** INFORMATION PROVIDED follows **

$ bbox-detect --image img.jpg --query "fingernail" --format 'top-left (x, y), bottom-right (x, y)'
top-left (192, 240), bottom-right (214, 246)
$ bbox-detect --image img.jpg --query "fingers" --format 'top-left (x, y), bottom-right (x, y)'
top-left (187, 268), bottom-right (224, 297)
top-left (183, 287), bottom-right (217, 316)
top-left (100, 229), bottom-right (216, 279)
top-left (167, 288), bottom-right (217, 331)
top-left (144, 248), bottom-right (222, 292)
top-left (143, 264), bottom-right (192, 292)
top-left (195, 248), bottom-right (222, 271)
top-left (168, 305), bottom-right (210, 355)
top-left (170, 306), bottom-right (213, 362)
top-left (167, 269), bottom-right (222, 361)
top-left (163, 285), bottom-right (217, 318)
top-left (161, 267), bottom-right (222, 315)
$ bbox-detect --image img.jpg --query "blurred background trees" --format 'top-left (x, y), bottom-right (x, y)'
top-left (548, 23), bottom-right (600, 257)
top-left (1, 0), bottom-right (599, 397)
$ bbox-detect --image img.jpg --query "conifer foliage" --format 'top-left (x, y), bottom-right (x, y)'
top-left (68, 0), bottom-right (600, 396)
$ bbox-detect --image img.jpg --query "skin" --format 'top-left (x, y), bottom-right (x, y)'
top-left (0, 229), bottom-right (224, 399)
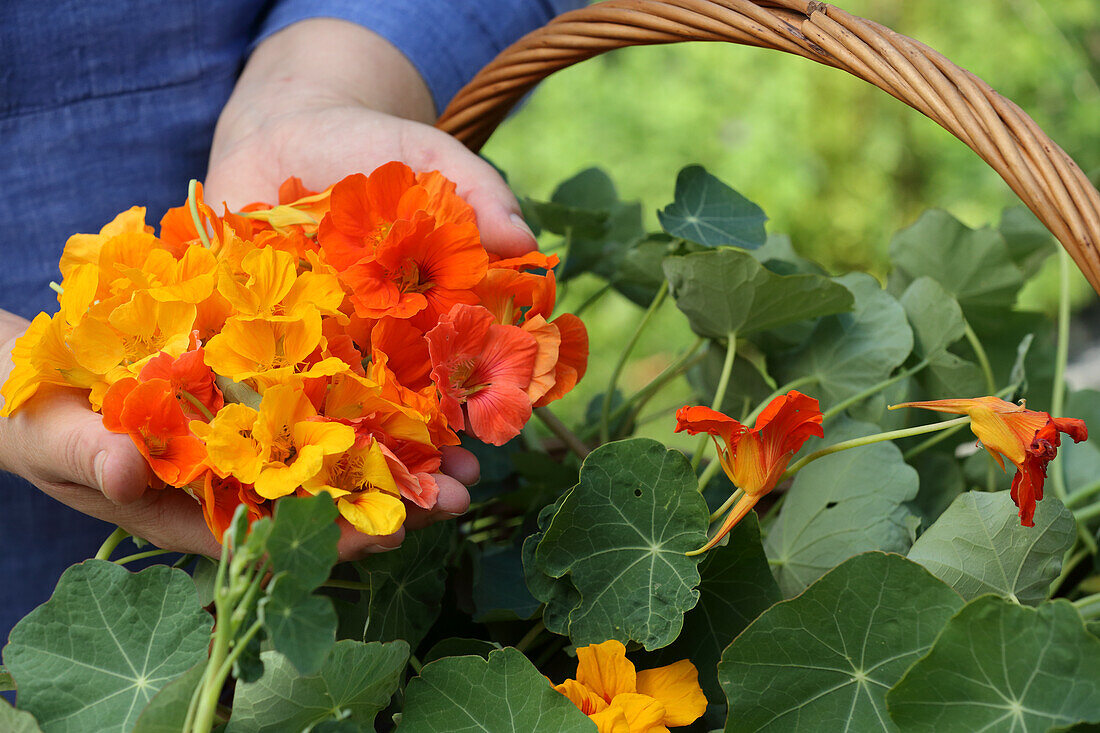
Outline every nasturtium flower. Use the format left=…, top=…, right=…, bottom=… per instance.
left=676, top=391, right=823, bottom=553
left=554, top=640, right=707, bottom=733
left=890, top=396, right=1087, bottom=526
left=101, top=377, right=206, bottom=486
left=426, top=303, right=538, bottom=446
left=203, top=309, right=323, bottom=380
left=302, top=435, right=407, bottom=536
left=217, top=246, right=344, bottom=321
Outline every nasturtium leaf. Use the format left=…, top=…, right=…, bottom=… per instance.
left=535, top=438, right=709, bottom=650
left=690, top=342, right=773, bottom=417
left=653, top=514, right=781, bottom=702
left=0, top=666, right=13, bottom=691
left=0, top=698, right=43, bottom=733
left=562, top=203, right=645, bottom=283
left=190, top=556, right=218, bottom=607
left=523, top=532, right=581, bottom=637
left=886, top=597, right=1100, bottom=732
left=889, top=209, right=1024, bottom=310
left=265, top=493, right=340, bottom=596
left=131, top=663, right=205, bottom=733
left=613, top=235, right=670, bottom=307
left=658, top=165, right=767, bottom=248
left=775, top=273, right=913, bottom=408
left=918, top=351, right=986, bottom=402
left=909, top=452, right=965, bottom=528
left=398, top=647, right=595, bottom=732
left=663, top=248, right=853, bottom=339
left=259, top=576, right=337, bottom=676
left=765, top=420, right=920, bottom=596
left=524, top=201, right=608, bottom=240
left=228, top=641, right=408, bottom=733
left=900, top=277, right=966, bottom=358
left=751, top=233, right=826, bottom=276
left=907, top=491, right=1074, bottom=605
left=2, top=561, right=211, bottom=733
left=473, top=544, right=541, bottom=622
left=720, top=553, right=963, bottom=732
left=353, top=522, right=454, bottom=650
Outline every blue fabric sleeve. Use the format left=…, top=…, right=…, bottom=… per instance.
left=255, top=0, right=584, bottom=116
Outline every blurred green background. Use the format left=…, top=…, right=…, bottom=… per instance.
left=481, top=0, right=1100, bottom=437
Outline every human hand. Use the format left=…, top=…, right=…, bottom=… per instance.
left=204, top=19, right=514, bottom=553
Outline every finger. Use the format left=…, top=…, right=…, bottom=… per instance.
left=409, top=133, right=538, bottom=258
left=336, top=519, right=405, bottom=562
left=439, top=445, right=480, bottom=486
left=5, top=387, right=150, bottom=504
left=403, top=473, right=471, bottom=530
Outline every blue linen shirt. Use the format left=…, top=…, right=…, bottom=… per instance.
left=0, top=0, right=579, bottom=643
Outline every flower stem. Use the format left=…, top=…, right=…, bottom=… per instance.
left=1073, top=501, right=1100, bottom=523
left=1051, top=246, right=1072, bottom=505
left=964, top=321, right=996, bottom=396
left=820, top=359, right=930, bottom=423
left=515, top=620, right=547, bottom=654
left=902, top=422, right=969, bottom=461
left=408, top=654, right=423, bottom=675
left=692, top=332, right=737, bottom=470
left=696, top=453, right=723, bottom=493
left=708, top=488, right=745, bottom=523
left=782, top=416, right=972, bottom=480
left=94, top=527, right=130, bottom=561
left=573, top=283, right=613, bottom=318
left=600, top=280, right=668, bottom=444
left=1067, top=478, right=1100, bottom=508
left=1073, top=592, right=1100, bottom=620
left=535, top=407, right=590, bottom=459
left=113, top=549, right=175, bottom=566
left=187, top=179, right=212, bottom=250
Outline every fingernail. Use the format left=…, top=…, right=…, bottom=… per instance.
left=93, top=450, right=109, bottom=494
left=510, top=212, right=535, bottom=240
left=443, top=510, right=467, bottom=518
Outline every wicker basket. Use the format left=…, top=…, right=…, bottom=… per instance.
left=435, top=0, right=1100, bottom=295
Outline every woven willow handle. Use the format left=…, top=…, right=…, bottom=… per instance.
left=436, top=0, right=1100, bottom=294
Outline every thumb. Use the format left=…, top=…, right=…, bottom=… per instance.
left=11, top=388, right=150, bottom=504
left=411, top=134, right=538, bottom=258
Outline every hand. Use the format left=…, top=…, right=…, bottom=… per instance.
left=204, top=18, right=515, bottom=554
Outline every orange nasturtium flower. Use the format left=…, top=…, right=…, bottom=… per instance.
left=554, top=640, right=707, bottom=733
left=676, top=391, right=823, bottom=553
left=890, top=396, right=1087, bottom=526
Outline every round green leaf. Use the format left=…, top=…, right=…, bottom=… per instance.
left=352, top=522, right=454, bottom=650
left=259, top=576, right=337, bottom=676
left=131, top=663, right=205, bottom=733
left=535, top=438, right=709, bottom=650
left=887, top=597, right=1100, bottom=732
left=228, top=640, right=408, bottom=733
left=900, top=277, right=966, bottom=359
left=658, top=165, right=767, bottom=248
left=765, top=421, right=919, bottom=596
left=719, top=553, right=964, bottom=732
left=2, top=560, right=212, bottom=733
left=398, top=647, right=595, bottom=732
left=265, top=493, right=340, bottom=594
left=663, top=249, right=854, bottom=339
left=907, top=491, right=1075, bottom=605
left=652, top=513, right=781, bottom=702
left=0, top=698, right=43, bottom=733
left=473, top=544, right=541, bottom=622
left=776, top=273, right=913, bottom=407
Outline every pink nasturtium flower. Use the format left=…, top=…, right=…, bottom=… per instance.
left=554, top=640, right=707, bottom=732
left=891, top=396, right=1087, bottom=526
left=675, top=391, right=824, bottom=553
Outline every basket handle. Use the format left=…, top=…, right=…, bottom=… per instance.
left=436, top=0, right=1100, bottom=294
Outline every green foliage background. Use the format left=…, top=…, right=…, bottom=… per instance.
left=484, top=0, right=1099, bottom=436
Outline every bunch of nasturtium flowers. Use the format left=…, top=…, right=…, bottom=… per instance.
left=1, top=163, right=588, bottom=540
left=3, top=163, right=1100, bottom=733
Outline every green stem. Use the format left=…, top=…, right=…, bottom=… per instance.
left=580, top=338, right=705, bottom=441
left=535, top=407, right=590, bottom=459
left=1073, top=501, right=1100, bottom=523
left=113, top=549, right=175, bottom=566
left=211, top=617, right=264, bottom=688
left=180, top=389, right=215, bottom=422
left=1067, top=478, right=1100, bottom=508
left=515, top=620, right=547, bottom=654
left=821, top=359, right=930, bottom=423
left=709, top=488, right=745, bottom=523
left=902, top=422, right=969, bottom=461
left=187, top=179, right=212, bottom=250
left=741, top=376, right=818, bottom=426
left=48, top=281, right=64, bottom=295
left=1051, top=247, right=1072, bottom=503
left=320, top=578, right=372, bottom=592
left=573, top=283, right=613, bottom=318
left=783, top=417, right=972, bottom=480
left=964, top=321, right=997, bottom=396
left=692, top=333, right=737, bottom=470
left=94, top=527, right=130, bottom=561
left=1073, top=592, right=1100, bottom=620
left=1053, top=546, right=1089, bottom=596
left=408, top=654, right=423, bottom=675
left=697, top=453, right=723, bottom=493
left=600, top=280, right=668, bottom=444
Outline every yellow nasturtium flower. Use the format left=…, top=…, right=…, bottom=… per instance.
left=554, top=640, right=707, bottom=733
left=304, top=437, right=406, bottom=536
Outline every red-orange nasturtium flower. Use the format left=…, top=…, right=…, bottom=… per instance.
left=554, top=640, right=707, bottom=733
left=426, top=303, right=538, bottom=446
left=890, top=396, right=1087, bottom=526
left=676, top=391, right=823, bottom=553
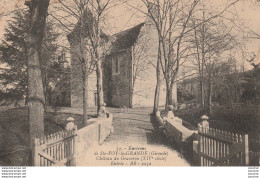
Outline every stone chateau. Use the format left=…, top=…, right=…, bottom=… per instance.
left=67, top=3, right=177, bottom=108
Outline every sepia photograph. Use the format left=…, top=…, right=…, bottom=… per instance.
left=0, top=0, right=259, bottom=169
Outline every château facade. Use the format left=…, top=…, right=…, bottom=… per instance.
left=67, top=3, right=177, bottom=108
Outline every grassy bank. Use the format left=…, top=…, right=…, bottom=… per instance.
left=0, top=107, right=65, bottom=166
left=175, top=103, right=260, bottom=160
left=175, top=104, right=260, bottom=134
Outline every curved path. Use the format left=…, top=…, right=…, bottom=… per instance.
left=79, top=110, right=190, bottom=166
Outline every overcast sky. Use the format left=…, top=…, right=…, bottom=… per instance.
left=0, top=0, right=259, bottom=65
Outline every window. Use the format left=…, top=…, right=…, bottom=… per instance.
left=94, top=92, right=98, bottom=106
left=115, top=58, right=119, bottom=73
left=113, top=57, right=120, bottom=74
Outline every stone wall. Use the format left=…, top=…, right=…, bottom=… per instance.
left=106, top=50, right=132, bottom=107
left=151, top=111, right=198, bottom=164
left=131, top=22, right=172, bottom=107
left=75, top=114, right=113, bottom=165
left=69, top=39, right=99, bottom=108
left=69, top=8, right=178, bottom=109
left=103, top=54, right=112, bottom=106
left=104, top=21, right=178, bottom=108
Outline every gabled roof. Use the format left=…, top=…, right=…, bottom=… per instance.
left=67, top=9, right=109, bottom=43
left=109, top=23, right=145, bottom=54
left=67, top=12, right=145, bottom=54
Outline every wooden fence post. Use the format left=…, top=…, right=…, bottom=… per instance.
left=98, top=123, right=101, bottom=144
left=72, top=126, right=77, bottom=166
left=199, top=115, right=209, bottom=129
left=33, top=138, right=40, bottom=166
left=65, top=117, right=76, bottom=131
left=244, top=134, right=249, bottom=166
left=65, top=117, right=77, bottom=166
left=197, top=115, right=209, bottom=166
left=193, top=140, right=199, bottom=165
left=32, top=138, right=36, bottom=166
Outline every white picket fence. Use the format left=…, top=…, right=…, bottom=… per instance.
left=33, top=113, right=114, bottom=166
left=33, top=128, right=77, bottom=166
left=196, top=126, right=249, bottom=166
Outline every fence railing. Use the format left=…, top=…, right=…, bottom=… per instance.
left=33, top=113, right=114, bottom=166
left=196, top=119, right=249, bottom=166
left=33, top=128, right=77, bottom=166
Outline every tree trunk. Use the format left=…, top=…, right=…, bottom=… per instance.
left=165, top=84, right=169, bottom=109
left=80, top=37, right=88, bottom=125
left=82, top=72, right=88, bottom=125
left=153, top=73, right=161, bottom=114
left=165, top=78, right=178, bottom=108
left=96, top=59, right=104, bottom=112
left=201, top=9, right=206, bottom=108
left=43, top=73, right=48, bottom=107
left=94, top=19, right=104, bottom=113
left=25, top=85, right=29, bottom=106
left=130, top=86, right=134, bottom=108
left=153, top=81, right=160, bottom=114
left=199, top=79, right=205, bottom=107
left=167, top=87, right=173, bottom=105
left=165, top=80, right=174, bottom=107
left=153, top=39, right=162, bottom=114
left=207, top=80, right=212, bottom=115
left=26, top=0, right=50, bottom=165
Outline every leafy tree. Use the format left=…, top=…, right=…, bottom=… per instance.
left=0, top=10, right=30, bottom=104
left=0, top=8, right=62, bottom=106
left=177, top=88, right=195, bottom=103
left=241, top=60, right=260, bottom=104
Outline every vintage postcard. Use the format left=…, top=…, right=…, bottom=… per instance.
left=0, top=0, right=259, bottom=171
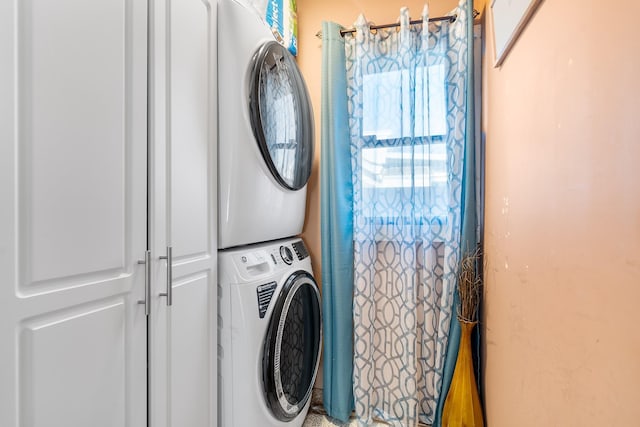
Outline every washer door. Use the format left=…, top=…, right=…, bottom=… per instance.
left=249, top=41, right=314, bottom=191
left=262, top=271, right=322, bottom=421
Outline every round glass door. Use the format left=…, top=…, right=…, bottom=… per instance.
left=262, top=271, right=322, bottom=421
left=249, top=41, right=314, bottom=191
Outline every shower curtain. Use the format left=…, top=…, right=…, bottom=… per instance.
left=321, top=1, right=477, bottom=425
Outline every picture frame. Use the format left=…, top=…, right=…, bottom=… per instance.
left=490, top=0, right=543, bottom=67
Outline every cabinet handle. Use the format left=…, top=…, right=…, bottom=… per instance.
left=137, top=250, right=151, bottom=316
left=159, top=246, right=173, bottom=306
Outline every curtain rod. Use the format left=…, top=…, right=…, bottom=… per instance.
left=315, top=10, right=479, bottom=39
left=341, top=15, right=455, bottom=36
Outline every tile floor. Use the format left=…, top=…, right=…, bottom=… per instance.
left=302, top=389, right=434, bottom=426
left=302, top=412, right=360, bottom=427
left=303, top=389, right=391, bottom=427
left=302, top=389, right=355, bottom=427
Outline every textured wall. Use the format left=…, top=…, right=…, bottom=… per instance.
left=482, top=1, right=640, bottom=425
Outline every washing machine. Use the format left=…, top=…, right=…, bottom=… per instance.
left=217, top=0, right=315, bottom=249
left=219, top=238, right=322, bottom=427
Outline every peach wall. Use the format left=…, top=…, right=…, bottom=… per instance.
left=482, top=1, right=640, bottom=425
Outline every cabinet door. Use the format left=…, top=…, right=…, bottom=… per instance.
left=0, top=0, right=148, bottom=426
left=148, top=0, right=217, bottom=425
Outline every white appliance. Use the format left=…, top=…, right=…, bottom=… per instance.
left=217, top=0, right=314, bottom=249
left=219, top=238, right=321, bottom=427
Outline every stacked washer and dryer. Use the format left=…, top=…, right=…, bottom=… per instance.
left=217, top=1, right=321, bottom=426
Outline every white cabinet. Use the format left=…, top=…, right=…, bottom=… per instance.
left=0, top=0, right=217, bottom=425
left=148, top=0, right=218, bottom=426
left=0, top=0, right=149, bottom=425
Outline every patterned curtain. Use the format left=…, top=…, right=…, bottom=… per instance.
left=345, top=2, right=472, bottom=425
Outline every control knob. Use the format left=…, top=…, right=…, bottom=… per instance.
left=279, top=246, right=293, bottom=265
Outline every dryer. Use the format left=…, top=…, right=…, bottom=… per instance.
left=219, top=238, right=321, bottom=427
left=218, top=0, right=314, bottom=249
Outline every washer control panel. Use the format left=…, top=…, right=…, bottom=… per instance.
left=231, top=239, right=308, bottom=279
left=291, top=240, right=309, bottom=260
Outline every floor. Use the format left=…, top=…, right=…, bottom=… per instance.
left=302, top=413, right=367, bottom=427
left=302, top=389, right=433, bottom=427
left=302, top=389, right=391, bottom=427
left=303, top=408, right=391, bottom=426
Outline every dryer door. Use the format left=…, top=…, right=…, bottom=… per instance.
left=263, top=271, right=321, bottom=421
left=249, top=41, right=314, bottom=191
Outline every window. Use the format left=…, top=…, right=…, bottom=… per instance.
left=359, top=64, right=449, bottom=223
left=362, top=143, right=447, bottom=189
left=361, top=142, right=449, bottom=223
left=362, top=64, right=447, bottom=140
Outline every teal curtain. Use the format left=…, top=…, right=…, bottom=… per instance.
left=434, top=0, right=478, bottom=425
left=320, top=21, right=355, bottom=423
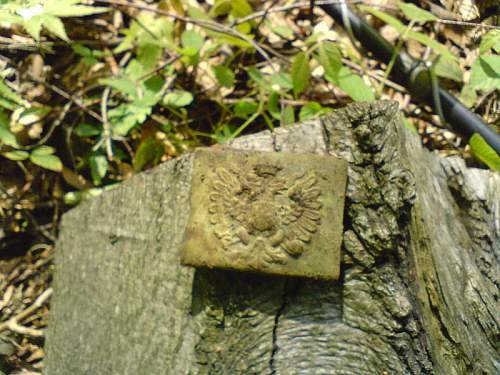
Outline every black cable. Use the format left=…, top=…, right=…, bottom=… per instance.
left=320, top=2, right=500, bottom=154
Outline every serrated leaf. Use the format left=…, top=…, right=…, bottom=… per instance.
left=30, top=153, right=63, bottom=171
left=469, top=133, right=500, bottom=172
left=162, top=90, right=193, bottom=107
left=479, top=30, right=500, bottom=54
left=398, top=1, right=437, bottom=23
left=89, top=154, right=108, bottom=185
left=213, top=65, right=235, bottom=87
left=2, top=150, right=29, bottom=161
left=335, top=66, right=375, bottom=102
left=41, top=14, right=68, bottom=41
left=32, top=145, right=55, bottom=155
left=100, top=77, right=138, bottom=98
left=291, top=52, right=310, bottom=96
left=316, top=41, right=342, bottom=81
left=470, top=55, right=500, bottom=92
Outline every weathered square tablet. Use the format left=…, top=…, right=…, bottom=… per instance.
left=181, top=148, right=347, bottom=280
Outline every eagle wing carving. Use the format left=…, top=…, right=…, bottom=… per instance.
left=208, top=166, right=322, bottom=265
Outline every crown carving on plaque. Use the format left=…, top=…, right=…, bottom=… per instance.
left=208, top=163, right=322, bottom=265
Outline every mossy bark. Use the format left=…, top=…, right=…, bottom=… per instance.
left=44, top=101, right=499, bottom=374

** End of INFORMATION PROVIDED **

▶ ACTION ITEM
Once the line containing "Outline every weathered" is found in the listing above, set down that line and every line after it, exactly.

▶ RESPONSE
Outline every weathered square tablet. Use the format left=…, top=…, right=…, bottom=… per instance.
left=181, top=148, right=347, bottom=280
Outline every eagle wing carving. Use the format left=…, top=…, right=…, bottom=… per instance.
left=208, top=166, right=322, bottom=265
Outline every crown carving on plaque. Use the format left=…, top=…, right=…, bottom=… per instance.
left=208, top=163, right=322, bottom=265
Outline every mossy bark. Use the format left=…, top=…, right=…, bottom=… per instance.
left=44, top=101, right=499, bottom=374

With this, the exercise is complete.